» **What you are asked to do**: Please transcribe the listing below in full and word for word, without its pictures.

» **Object pointing dataset rows**:
— begin —

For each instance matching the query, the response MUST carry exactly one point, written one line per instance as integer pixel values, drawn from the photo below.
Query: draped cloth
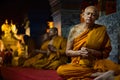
(79, 68)
(51, 61)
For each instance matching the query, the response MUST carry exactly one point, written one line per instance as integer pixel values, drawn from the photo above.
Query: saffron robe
(96, 38)
(42, 61)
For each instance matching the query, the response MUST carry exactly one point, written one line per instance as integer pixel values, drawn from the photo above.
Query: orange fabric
(95, 38)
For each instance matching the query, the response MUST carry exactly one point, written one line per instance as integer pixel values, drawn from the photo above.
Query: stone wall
(112, 22)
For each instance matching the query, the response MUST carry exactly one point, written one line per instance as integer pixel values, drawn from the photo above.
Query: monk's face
(90, 15)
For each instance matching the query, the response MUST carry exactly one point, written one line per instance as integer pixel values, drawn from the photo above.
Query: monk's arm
(104, 52)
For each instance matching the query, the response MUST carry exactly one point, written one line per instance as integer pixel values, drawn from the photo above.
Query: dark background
(38, 12)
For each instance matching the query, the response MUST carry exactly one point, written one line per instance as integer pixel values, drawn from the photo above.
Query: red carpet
(18, 73)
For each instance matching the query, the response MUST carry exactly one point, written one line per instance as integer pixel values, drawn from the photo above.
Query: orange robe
(79, 68)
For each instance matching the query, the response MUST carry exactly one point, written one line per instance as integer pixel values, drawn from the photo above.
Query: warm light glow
(50, 24)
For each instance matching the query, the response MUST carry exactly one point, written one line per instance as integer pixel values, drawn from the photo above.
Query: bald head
(94, 9)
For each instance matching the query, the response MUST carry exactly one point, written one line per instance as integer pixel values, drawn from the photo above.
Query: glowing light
(50, 24)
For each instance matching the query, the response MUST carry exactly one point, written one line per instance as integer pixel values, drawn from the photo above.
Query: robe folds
(51, 61)
(79, 69)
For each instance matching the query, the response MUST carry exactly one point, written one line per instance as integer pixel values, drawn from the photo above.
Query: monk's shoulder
(100, 26)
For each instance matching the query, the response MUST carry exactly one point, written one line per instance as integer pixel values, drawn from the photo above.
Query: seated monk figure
(52, 53)
(88, 46)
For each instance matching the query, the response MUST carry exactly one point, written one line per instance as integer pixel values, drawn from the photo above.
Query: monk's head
(90, 14)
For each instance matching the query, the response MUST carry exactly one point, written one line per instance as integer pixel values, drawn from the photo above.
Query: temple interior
(23, 26)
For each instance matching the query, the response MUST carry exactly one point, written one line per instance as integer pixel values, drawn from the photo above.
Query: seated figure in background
(88, 46)
(51, 54)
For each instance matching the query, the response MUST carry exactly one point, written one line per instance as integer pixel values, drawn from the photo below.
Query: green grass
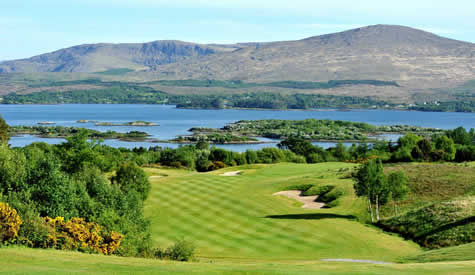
(465, 252)
(239, 227)
(39, 261)
(239, 218)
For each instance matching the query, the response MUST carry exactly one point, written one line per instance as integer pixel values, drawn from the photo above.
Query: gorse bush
(68, 180)
(77, 234)
(436, 225)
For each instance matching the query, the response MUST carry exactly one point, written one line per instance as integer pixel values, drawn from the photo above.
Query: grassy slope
(431, 182)
(39, 261)
(227, 216)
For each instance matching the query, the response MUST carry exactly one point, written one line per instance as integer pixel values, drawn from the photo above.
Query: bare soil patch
(308, 201)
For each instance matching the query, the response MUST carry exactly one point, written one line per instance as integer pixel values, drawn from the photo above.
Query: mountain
(414, 58)
(103, 56)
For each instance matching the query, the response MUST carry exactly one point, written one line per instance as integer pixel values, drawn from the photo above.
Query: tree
(4, 136)
(371, 183)
(460, 136)
(130, 177)
(202, 145)
(446, 145)
(398, 184)
(406, 145)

— end —

» **Result for this task**:
For each instance matching the query, the response MUST carry exactly one point, written one line per instance as integer pixel values, drawn from the photo below.
Query: draped cloth
(79, 68)
(51, 61)
For each instance matching the query, the response MUST carry exactly one point, written one line per instance as integer pixel values, drawn from the photo above.
Query: saffron robe
(96, 38)
(42, 61)
For each instance matching the query, the response MUST carry exactly one point, written one line per instance as integer pixel values, drawn from the photo above.
Query: orange fabric
(95, 38)
For each instance matching the query, the response MUST carry exactly one point, written one line per instance as integer pixel values, drawn from the photo above.
Query: stone wall
(112, 22)
For each instance matching the query, the response MUST carry exactly one point, written one line per instance as integer pixel values, drawn from the photo above.
Query: monk's face
(90, 15)
For each instance matching the query, the response MUST carry exactly one point, written one line per instance as integer pixel values, drawn from the photo above.
Query: monk's arm
(104, 52)
For each instance matching the query, the response MUST carry exactly one point, written one line per instance as integer pixel values, drawn from the photo above.
Query: dark background
(38, 12)
For each instance matching the query, the response MUST carry exactly one point, written one line per instance as integer pixel values, drawn from the photo above.
Query: red carpet
(18, 73)
For each instance matching the query, the response MUST carry exactly one point, written one line per instance as integer pixel values, drawn from the photo above.
Query: orange robe
(79, 68)
For each instance matching the query, the response MUST carry exactly one point, written one line per instance as integer pixel values, drawn from the photo above.
Query: warm light glow
(50, 24)
For each instance matching the query, the response MUST carry exactly one point, written one line per instance as integer pixel values, drawn from the photo above.
Query: bald head
(94, 9)
For each instance matching the query, the response MUST carry exactly one point, written one line per instance as integer pixel values, drawn from the photo above.
Query: glowing light
(50, 24)
For each instance matching the query, the response MUST carry exactly one point, written one line per instance as integer pixel values, drawn from the photo above.
Query: robe folds
(51, 61)
(79, 69)
For each instance matching the query, the response MUST carry exactly one point, written one line per instance as integer pixel values, drawn from the photo above.
Query: monk's shoulder
(100, 26)
For each instance matching the query, the response MUST carry exactly one point, written one line per instance as integer pixel values, drawn from the photo above.
Query: seated monk figure
(52, 53)
(88, 46)
For each instance matching the query, the response MUST carry exactly one point, written one line per instance as integer pixel values, drawn from the photo above.
Query: monk's head
(90, 14)
For each instance matching the query, the response MUST carry exactly one point, written one line per instance as integer pixel values, drawn from the photo above.
Query: temple interior
(23, 26)
For each instance matching the query, the response MUST carry exactly one point, written one line per instance as integer pixel values, drawn from the photo above.
Query: seated figure in background
(88, 46)
(51, 54)
For each instance matching the query, the response MUST carry exactly one point, written one line per instance as integer pixel values, drawn from the photo below.
Query: green grass
(465, 252)
(239, 227)
(39, 261)
(239, 218)
For each instance matching the query, the response MUST carry exactly one point, written one line per instance as integer pixel values, drawn from the photo above.
Query: gorse bush
(68, 180)
(77, 234)
(436, 225)
For each instance matching the query, the response MUST carry exactly one point, written one line per instance as integer pixel values, drawn from the photo above.
Query: grassy slope
(431, 182)
(39, 261)
(227, 216)
For each instance matching the query, the response MUST carry exactly one point, written one line per instance as integer pixel values, drawn from the photo above.
Query: bare soil patch
(308, 201)
For each instance matching the query, the response MUST carry exactly one point, written one line per instance as integer pixel values, drawn from the photo above.
Query: mountain
(414, 58)
(103, 56)
For each instance matching the query, the response MUST carry exactly one point, written one line per instance as integer pixel values, drawn from the photo above.
Query: tree
(4, 136)
(371, 183)
(460, 136)
(130, 177)
(202, 145)
(446, 145)
(398, 184)
(406, 145)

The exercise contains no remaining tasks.